> **The task**:
Whenever a line carries the word "tower", pull it out of the entries.

> **Provided data**:
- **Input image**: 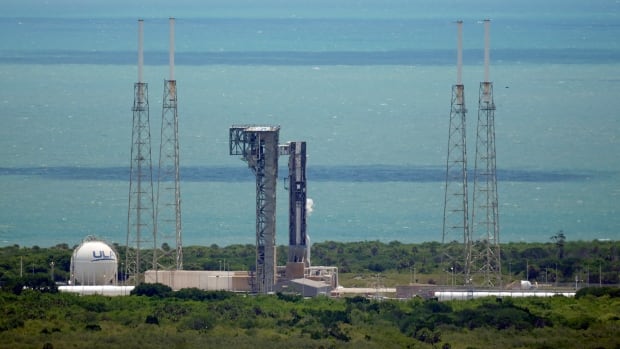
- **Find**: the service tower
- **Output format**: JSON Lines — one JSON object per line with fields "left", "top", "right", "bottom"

{"left": 229, "top": 125, "right": 280, "bottom": 293}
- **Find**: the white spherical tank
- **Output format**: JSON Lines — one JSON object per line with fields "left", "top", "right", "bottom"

{"left": 71, "top": 240, "right": 118, "bottom": 285}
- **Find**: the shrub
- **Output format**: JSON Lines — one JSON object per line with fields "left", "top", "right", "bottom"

{"left": 131, "top": 283, "right": 172, "bottom": 298}
{"left": 145, "top": 315, "right": 159, "bottom": 325}
{"left": 575, "top": 287, "right": 620, "bottom": 299}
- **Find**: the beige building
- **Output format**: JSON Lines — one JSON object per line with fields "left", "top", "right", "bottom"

{"left": 144, "top": 270, "right": 252, "bottom": 292}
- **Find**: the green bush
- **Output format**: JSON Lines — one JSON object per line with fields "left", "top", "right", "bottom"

{"left": 575, "top": 286, "right": 620, "bottom": 299}
{"left": 131, "top": 283, "right": 172, "bottom": 298}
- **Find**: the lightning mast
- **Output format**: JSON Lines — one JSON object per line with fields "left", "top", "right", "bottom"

{"left": 229, "top": 125, "right": 280, "bottom": 293}
{"left": 471, "top": 19, "right": 501, "bottom": 287}
{"left": 155, "top": 17, "right": 183, "bottom": 271}
{"left": 126, "top": 19, "right": 156, "bottom": 284}
{"left": 442, "top": 20, "right": 472, "bottom": 285}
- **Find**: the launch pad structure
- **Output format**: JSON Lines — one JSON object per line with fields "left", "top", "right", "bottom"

{"left": 229, "top": 126, "right": 312, "bottom": 293}
{"left": 122, "top": 18, "right": 499, "bottom": 293}
{"left": 229, "top": 125, "right": 281, "bottom": 293}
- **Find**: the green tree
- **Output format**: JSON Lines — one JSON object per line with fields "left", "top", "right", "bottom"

{"left": 551, "top": 231, "right": 566, "bottom": 259}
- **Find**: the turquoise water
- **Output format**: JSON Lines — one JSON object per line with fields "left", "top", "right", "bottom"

{"left": 0, "top": 0, "right": 619, "bottom": 247}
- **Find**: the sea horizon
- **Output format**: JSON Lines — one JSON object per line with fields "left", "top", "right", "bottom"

{"left": 1, "top": 0, "right": 618, "bottom": 248}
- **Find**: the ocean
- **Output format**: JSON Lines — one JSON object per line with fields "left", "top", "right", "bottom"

{"left": 0, "top": 0, "right": 619, "bottom": 247}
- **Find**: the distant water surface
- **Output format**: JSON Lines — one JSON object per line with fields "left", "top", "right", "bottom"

{"left": 0, "top": 0, "right": 618, "bottom": 247}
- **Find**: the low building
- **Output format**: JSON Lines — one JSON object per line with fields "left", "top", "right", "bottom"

{"left": 144, "top": 270, "right": 252, "bottom": 292}
{"left": 278, "top": 278, "right": 332, "bottom": 297}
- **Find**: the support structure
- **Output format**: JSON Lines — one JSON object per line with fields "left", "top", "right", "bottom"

{"left": 280, "top": 142, "right": 309, "bottom": 279}
{"left": 471, "top": 19, "right": 501, "bottom": 287}
{"left": 126, "top": 19, "right": 156, "bottom": 284}
{"left": 442, "top": 20, "right": 472, "bottom": 286}
{"left": 155, "top": 17, "right": 182, "bottom": 271}
{"left": 229, "top": 125, "right": 280, "bottom": 293}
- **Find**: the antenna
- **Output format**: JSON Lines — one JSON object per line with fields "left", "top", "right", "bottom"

{"left": 156, "top": 16, "right": 183, "bottom": 271}
{"left": 126, "top": 18, "right": 156, "bottom": 285}
{"left": 442, "top": 19, "right": 471, "bottom": 286}
{"left": 483, "top": 19, "right": 490, "bottom": 83}
{"left": 169, "top": 17, "right": 175, "bottom": 81}
{"left": 138, "top": 19, "right": 144, "bottom": 84}
{"left": 472, "top": 18, "right": 501, "bottom": 287}
{"left": 456, "top": 20, "right": 463, "bottom": 85}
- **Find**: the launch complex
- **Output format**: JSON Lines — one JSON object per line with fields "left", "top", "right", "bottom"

{"left": 120, "top": 18, "right": 505, "bottom": 297}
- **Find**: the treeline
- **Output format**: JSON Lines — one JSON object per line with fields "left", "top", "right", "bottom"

{"left": 0, "top": 239, "right": 619, "bottom": 287}
{"left": 1, "top": 285, "right": 619, "bottom": 348}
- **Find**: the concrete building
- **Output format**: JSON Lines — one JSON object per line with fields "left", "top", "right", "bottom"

{"left": 278, "top": 278, "right": 332, "bottom": 297}
{"left": 144, "top": 270, "right": 252, "bottom": 292}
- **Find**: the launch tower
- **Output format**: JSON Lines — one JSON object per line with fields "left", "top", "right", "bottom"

{"left": 229, "top": 125, "right": 280, "bottom": 293}
{"left": 155, "top": 17, "right": 183, "bottom": 271}
{"left": 471, "top": 19, "right": 501, "bottom": 287}
{"left": 442, "top": 20, "right": 472, "bottom": 285}
{"left": 126, "top": 19, "right": 156, "bottom": 284}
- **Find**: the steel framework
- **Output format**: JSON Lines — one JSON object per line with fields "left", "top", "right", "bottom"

{"left": 442, "top": 83, "right": 472, "bottom": 285}
{"left": 471, "top": 19, "right": 501, "bottom": 287}
{"left": 471, "top": 81, "right": 500, "bottom": 287}
{"left": 155, "top": 18, "right": 182, "bottom": 272}
{"left": 155, "top": 78, "right": 182, "bottom": 271}
{"left": 229, "top": 125, "right": 280, "bottom": 293}
{"left": 442, "top": 20, "right": 472, "bottom": 285}
{"left": 126, "top": 20, "right": 155, "bottom": 284}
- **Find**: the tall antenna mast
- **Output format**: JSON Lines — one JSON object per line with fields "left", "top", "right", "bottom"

{"left": 442, "top": 20, "right": 472, "bottom": 286}
{"left": 126, "top": 19, "right": 156, "bottom": 284}
{"left": 457, "top": 19, "right": 463, "bottom": 85}
{"left": 138, "top": 19, "right": 144, "bottom": 84}
{"left": 156, "top": 17, "right": 183, "bottom": 273}
{"left": 472, "top": 19, "right": 501, "bottom": 287}
{"left": 483, "top": 19, "right": 490, "bottom": 83}
{"left": 169, "top": 17, "right": 175, "bottom": 81}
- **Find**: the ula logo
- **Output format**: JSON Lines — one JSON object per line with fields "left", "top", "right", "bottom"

{"left": 92, "top": 250, "right": 115, "bottom": 261}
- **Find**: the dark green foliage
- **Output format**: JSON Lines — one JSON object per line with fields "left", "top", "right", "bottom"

{"left": 84, "top": 323, "right": 101, "bottom": 331}
{"left": 458, "top": 301, "right": 543, "bottom": 330}
{"left": 172, "top": 288, "right": 233, "bottom": 301}
{"left": 575, "top": 286, "right": 620, "bottom": 299}
{"left": 0, "top": 290, "right": 619, "bottom": 348}
{"left": 276, "top": 291, "right": 303, "bottom": 302}
{"left": 178, "top": 313, "right": 215, "bottom": 332}
{"left": 145, "top": 314, "right": 159, "bottom": 325}
{"left": 131, "top": 282, "right": 172, "bottom": 297}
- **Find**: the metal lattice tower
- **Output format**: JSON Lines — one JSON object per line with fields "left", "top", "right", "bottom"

{"left": 229, "top": 125, "right": 280, "bottom": 293}
{"left": 155, "top": 17, "right": 182, "bottom": 271}
{"left": 442, "top": 20, "right": 472, "bottom": 286}
{"left": 471, "top": 19, "right": 501, "bottom": 287}
{"left": 126, "top": 19, "right": 156, "bottom": 284}
{"left": 281, "top": 142, "right": 309, "bottom": 267}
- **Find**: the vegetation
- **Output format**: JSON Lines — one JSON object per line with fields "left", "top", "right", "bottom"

{"left": 0, "top": 239, "right": 618, "bottom": 348}
{"left": 1, "top": 238, "right": 618, "bottom": 288}
{"left": 0, "top": 286, "right": 618, "bottom": 348}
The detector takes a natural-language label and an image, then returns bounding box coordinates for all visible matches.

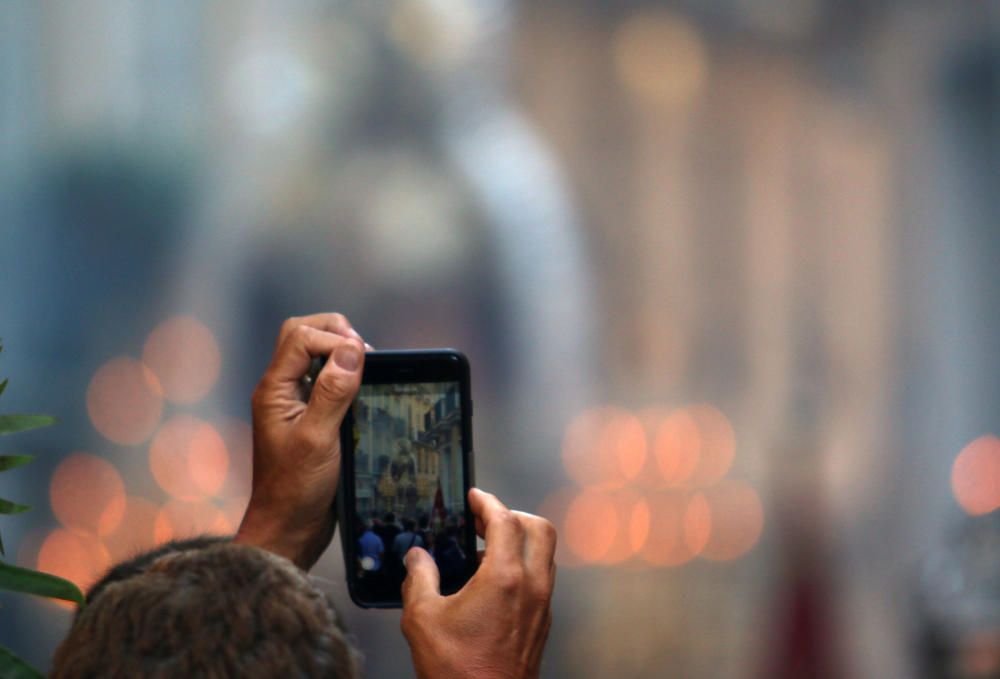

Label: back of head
[51,541,360,679]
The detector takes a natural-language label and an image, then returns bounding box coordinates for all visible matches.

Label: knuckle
[329,312,347,327]
[493,564,525,593]
[290,323,313,343]
[537,517,558,545]
[502,511,526,537]
[280,317,301,337]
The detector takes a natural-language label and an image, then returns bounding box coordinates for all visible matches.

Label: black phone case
[337,349,477,609]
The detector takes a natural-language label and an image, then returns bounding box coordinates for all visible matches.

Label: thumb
[402,547,440,607]
[301,339,364,431]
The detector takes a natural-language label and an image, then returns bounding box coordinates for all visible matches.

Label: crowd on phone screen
[356,510,468,586]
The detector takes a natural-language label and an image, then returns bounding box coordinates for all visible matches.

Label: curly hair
[51,540,361,679]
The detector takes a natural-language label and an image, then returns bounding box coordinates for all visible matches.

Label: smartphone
[337,350,478,608]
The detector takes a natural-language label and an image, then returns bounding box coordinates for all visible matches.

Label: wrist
[234,498,328,570]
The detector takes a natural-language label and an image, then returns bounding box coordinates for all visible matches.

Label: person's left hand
[234,313,366,570]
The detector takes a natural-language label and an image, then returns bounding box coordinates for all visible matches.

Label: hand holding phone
[401,489,557,679]
[234,314,366,570]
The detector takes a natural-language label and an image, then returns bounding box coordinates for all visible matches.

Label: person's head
[402,518,416,532]
[385,512,396,525]
[51,539,361,679]
[418,513,429,530]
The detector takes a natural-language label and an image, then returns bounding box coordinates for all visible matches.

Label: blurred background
[1,1,999,677]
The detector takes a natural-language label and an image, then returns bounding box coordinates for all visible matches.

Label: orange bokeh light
[598,489,649,565]
[683,492,712,556]
[652,409,702,487]
[50,453,126,536]
[37,529,111,594]
[685,405,736,488]
[154,499,234,543]
[564,489,619,563]
[640,491,699,567]
[86,357,164,445]
[628,497,651,555]
[952,435,1000,516]
[562,407,647,489]
[698,480,764,561]
[103,496,162,562]
[142,316,221,404]
[149,415,229,500]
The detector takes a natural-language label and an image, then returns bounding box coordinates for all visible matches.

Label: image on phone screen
[347,380,472,602]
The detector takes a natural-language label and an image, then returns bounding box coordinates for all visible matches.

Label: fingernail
[334,344,361,372]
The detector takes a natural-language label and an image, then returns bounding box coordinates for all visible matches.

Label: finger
[275,313,362,350]
[402,547,440,608]
[300,337,364,432]
[267,325,346,384]
[468,488,525,570]
[514,511,557,582]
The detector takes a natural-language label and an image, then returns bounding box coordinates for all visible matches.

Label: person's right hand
[401,489,557,679]
[234,313,366,571]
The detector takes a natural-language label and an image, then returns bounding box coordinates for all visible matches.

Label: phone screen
[340,351,476,607]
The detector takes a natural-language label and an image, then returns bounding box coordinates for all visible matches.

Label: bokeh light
[562,407,647,489]
[389,0,478,70]
[652,408,702,487]
[952,435,1000,516]
[698,480,764,561]
[102,496,162,562]
[86,356,164,445]
[628,496,651,556]
[49,453,126,536]
[685,405,736,488]
[599,488,649,565]
[142,316,221,404]
[640,491,699,567]
[612,9,708,111]
[564,488,619,564]
[149,415,230,500]
[37,529,111,594]
[683,492,712,556]
[154,499,233,543]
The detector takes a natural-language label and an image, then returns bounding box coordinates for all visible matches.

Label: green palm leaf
[0,498,30,515]
[0,646,45,679]
[0,456,32,472]
[0,415,56,436]
[0,561,85,605]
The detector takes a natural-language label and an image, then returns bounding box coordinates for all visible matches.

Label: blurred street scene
[1,1,999,677]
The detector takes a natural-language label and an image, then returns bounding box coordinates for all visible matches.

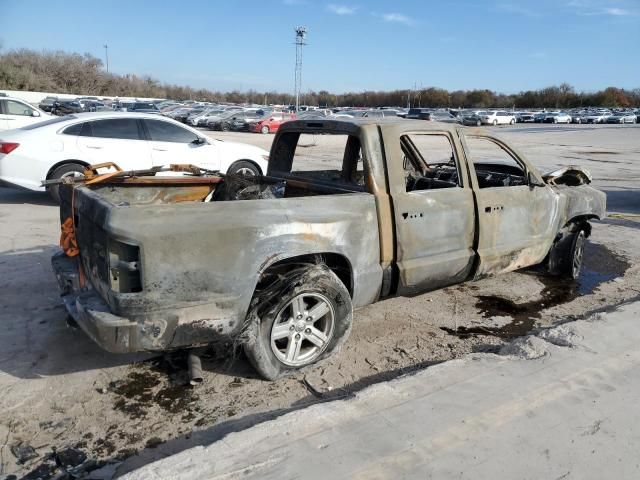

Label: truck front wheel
[547,227,586,280]
[567,230,586,279]
[244,265,353,380]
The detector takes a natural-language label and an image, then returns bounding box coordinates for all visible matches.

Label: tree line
[1,48,638,108]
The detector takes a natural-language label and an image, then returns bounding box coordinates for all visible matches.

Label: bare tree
[0,47,638,107]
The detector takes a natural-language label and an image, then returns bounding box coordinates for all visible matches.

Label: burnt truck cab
[52,119,605,379]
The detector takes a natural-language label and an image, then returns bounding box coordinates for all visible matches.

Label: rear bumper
[52,250,245,353]
[52,251,139,353]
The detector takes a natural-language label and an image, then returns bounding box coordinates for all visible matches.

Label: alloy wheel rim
[236,167,255,176]
[270,292,335,367]
[60,171,84,180]
[572,233,585,278]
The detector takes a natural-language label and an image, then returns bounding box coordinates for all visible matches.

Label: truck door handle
[153,148,168,152]
[86,145,103,149]
[485,205,504,213]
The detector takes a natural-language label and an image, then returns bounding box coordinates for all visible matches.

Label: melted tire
[547,227,587,279]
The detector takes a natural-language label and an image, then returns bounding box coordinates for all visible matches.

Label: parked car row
[570,109,638,124]
[161,103,300,134]
[15,94,640,133]
[39,96,112,116]
[458,108,639,126]
[515,109,638,125]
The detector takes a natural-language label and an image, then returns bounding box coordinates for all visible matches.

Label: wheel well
[260,253,353,297]
[46,159,90,180]
[564,215,596,237]
[230,159,263,175]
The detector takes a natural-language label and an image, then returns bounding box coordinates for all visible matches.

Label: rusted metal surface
[99,176,223,185]
[95,185,215,205]
[52,119,606,355]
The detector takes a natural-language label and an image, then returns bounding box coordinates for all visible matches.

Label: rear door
[142,118,220,170]
[76,118,152,170]
[460,132,558,277]
[381,126,476,294]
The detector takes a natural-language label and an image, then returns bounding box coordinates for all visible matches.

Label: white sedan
[480,111,516,126]
[544,112,572,124]
[0,97,52,130]
[0,112,269,202]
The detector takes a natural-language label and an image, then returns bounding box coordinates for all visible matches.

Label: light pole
[103,44,109,73]
[294,27,307,112]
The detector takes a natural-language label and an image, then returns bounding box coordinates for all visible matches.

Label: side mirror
[528,171,545,187]
[32,110,41,117]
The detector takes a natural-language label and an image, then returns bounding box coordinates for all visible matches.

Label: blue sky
[3,0,639,93]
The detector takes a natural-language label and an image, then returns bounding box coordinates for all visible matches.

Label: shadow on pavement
[0,186,55,206]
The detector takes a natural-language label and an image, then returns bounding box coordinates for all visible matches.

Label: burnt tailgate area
[1,125,639,478]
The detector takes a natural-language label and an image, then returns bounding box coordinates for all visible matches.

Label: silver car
[606,112,637,124]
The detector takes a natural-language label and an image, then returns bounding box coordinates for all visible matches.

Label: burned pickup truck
[52,119,605,379]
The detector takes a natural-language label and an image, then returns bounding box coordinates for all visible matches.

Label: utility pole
[103,44,109,73]
[294,26,307,112]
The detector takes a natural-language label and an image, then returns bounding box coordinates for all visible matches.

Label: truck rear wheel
[244,265,352,380]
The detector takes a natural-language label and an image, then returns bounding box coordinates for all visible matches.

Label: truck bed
[73,173,365,208]
[56,175,382,353]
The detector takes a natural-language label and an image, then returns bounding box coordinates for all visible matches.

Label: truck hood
[542,166,592,186]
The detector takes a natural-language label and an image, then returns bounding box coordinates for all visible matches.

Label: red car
[250,112,297,134]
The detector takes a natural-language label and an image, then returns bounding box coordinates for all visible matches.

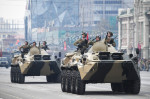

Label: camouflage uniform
[105,37,116,47]
[74,38,88,48]
[88,36,101,46]
[19,45,30,58]
[88,41,97,46]
[19,45,30,52]
[74,38,88,54]
[39,45,49,51]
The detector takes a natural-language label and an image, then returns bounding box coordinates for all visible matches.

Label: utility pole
[133,0,139,56]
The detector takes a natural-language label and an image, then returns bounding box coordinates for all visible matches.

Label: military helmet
[25,41,28,45]
[43,41,47,44]
[107,31,113,37]
[33,41,36,45]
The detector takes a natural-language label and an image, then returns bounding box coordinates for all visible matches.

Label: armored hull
[78,60,139,82]
[61,39,140,95]
[11,47,61,83]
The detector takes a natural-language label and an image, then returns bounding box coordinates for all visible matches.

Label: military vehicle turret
[61,39,140,95]
[11,45,61,83]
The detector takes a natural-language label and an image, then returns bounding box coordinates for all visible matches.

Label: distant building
[79,0,134,31]
[25,0,80,42]
[0,18,24,52]
[79,0,134,48]
[118,0,150,59]
[25,0,134,49]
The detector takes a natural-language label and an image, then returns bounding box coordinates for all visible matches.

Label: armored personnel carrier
[61,39,140,95]
[11,46,61,83]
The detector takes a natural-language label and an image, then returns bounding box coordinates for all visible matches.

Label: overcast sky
[0,0,26,20]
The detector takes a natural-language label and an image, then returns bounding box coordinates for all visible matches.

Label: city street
[0,67,149,99]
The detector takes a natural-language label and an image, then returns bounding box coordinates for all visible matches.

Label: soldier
[88,36,101,45]
[74,32,88,54]
[31,42,37,48]
[40,41,49,51]
[19,41,30,58]
[105,31,116,47]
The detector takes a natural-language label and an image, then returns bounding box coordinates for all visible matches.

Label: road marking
[0,91,22,99]
[0,87,42,99]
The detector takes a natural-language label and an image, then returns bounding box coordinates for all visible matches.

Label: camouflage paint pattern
[78,60,139,83]
[19,61,60,76]
[11,47,61,76]
[61,39,140,83]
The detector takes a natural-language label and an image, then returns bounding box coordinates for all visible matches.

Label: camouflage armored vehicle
[11,46,61,83]
[61,39,140,95]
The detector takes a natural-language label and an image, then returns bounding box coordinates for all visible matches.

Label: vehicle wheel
[46,75,52,82]
[65,70,71,93]
[17,67,25,84]
[54,73,61,83]
[124,79,140,94]
[131,79,140,94]
[16,67,19,83]
[75,71,85,95]
[71,70,76,93]
[61,70,66,92]
[14,67,17,83]
[111,83,124,92]
[10,67,14,83]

> **Answer to the problem**:
- **Find**: the service tower
- **Find**: the launch tower
- **Find**: the metal lattice tower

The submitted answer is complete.